Le 7 avril 1803, Toussaint Louverture, héros de l'indépendance d'Haïti, ancienne colonie française appelée Saint-Domingue, décédait au château de Joux dans le Haut-Doubs. Mais qui est-il, et pourquoi a-t-il été mis en prison si loin de son île ? On vous explique.
Toussaint Louverture est l'un des personnages emblématiques de l'histoire décoloniale française. Ce vendredi 7 avril 2023 avait lieu une commémoration spéciale pour les 220 ans de l'anniversaire de sa mort. Le chef de file de la révolution anti-esclavagiste de la fin du XVIIIe siècle était gouverneur de Saint-Domingue, à l'époque où elle était encore une colonie française (Antilles). "Il a promulgué un acte autonomiste qui a provoqué la colère du premier consul Bonaparte. C'est pour cela qu'il s'est retrouvé dans cette cellule au château de Joux", nous précise Laurène Mansuy, directrice du château de Joux et spécialiste du personnage.

#### [Extrait des données]
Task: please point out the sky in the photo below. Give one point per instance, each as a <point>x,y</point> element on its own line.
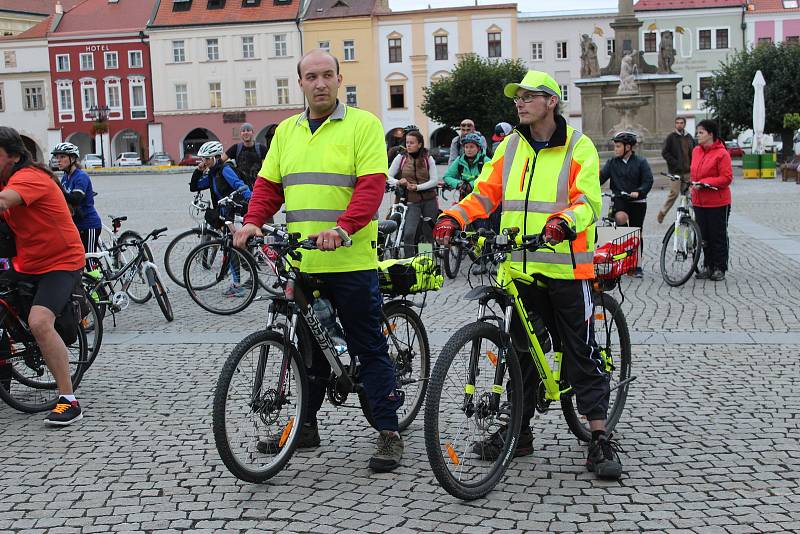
<point>522,5</point>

#### [Ce qu'on demande]
Recopiez mot pour mot tout le texte sur Toussaint Louverture, sans rien changer.

#### [Réponse rédigée]
Le 7 avril 1803, Toussaint Louverture, héros de l'indépendance d'Haïti, ancienne colonie française appelée Saint-Domingue, décédait au château de Joux dans le Haut-Doubs. Mais qui est-il, et pourquoi a-t-il été mis en prison si loin de son île ? On vous explique.
Toussaint Louverture est l'un des personnages emblématiques de l'histoire décoloniale française. Ce vendredi 7 avril 2023 avait lieu une commémoration spéciale pour les 220 ans de l'anniversaire de sa mort. Le chef de file de la révolution anti-esclavagiste de la fin du XVIIIe siècle était gouverneur de Saint-Domingue, à l'époque où elle était encore une colonie française (Antilles). "Il a promulgué un acte autonomiste qui a provoqué la colère du premier consul Bonaparte. C'est pour cela qu'il s'est retrouvé dans cette cellule au château de Joux", nous précise Laurène Mansuy, directrice du château de Joux et spécialiste du personnage.